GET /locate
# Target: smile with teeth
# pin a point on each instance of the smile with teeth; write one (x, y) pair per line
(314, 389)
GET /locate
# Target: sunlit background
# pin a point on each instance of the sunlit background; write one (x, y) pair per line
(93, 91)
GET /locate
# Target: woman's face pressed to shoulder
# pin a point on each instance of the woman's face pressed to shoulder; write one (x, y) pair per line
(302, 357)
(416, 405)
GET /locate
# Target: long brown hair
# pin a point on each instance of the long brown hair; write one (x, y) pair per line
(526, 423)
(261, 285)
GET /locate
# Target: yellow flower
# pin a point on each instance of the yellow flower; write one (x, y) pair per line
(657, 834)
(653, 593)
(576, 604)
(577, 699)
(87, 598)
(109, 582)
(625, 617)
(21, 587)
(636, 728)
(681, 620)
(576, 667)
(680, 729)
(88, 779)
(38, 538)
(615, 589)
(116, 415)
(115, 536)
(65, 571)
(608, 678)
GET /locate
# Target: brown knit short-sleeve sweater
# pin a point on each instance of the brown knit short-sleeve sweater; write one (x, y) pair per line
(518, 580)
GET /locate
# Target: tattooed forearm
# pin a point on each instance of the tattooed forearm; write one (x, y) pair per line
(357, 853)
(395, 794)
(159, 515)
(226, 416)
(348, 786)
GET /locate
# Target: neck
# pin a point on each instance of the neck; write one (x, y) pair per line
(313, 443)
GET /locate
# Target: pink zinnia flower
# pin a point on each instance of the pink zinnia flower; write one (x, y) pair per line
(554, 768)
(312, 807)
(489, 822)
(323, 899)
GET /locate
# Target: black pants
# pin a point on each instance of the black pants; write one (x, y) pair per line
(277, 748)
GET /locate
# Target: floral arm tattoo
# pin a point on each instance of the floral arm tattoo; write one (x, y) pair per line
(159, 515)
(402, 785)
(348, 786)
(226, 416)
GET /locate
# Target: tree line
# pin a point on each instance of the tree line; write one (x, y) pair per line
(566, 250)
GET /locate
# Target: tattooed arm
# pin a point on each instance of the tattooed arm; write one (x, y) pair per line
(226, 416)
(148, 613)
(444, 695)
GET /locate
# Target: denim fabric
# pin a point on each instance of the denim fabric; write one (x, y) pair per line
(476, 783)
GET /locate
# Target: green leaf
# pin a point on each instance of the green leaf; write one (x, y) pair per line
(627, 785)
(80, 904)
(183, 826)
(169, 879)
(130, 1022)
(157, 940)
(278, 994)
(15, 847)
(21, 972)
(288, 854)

+-------+

Pull out every line in the records above that contains the string "fabric". Case counts.

Complete output =>
# Target: denim fabric
# pin a point on each instance of the denim fabric; write one (x, y) pair per line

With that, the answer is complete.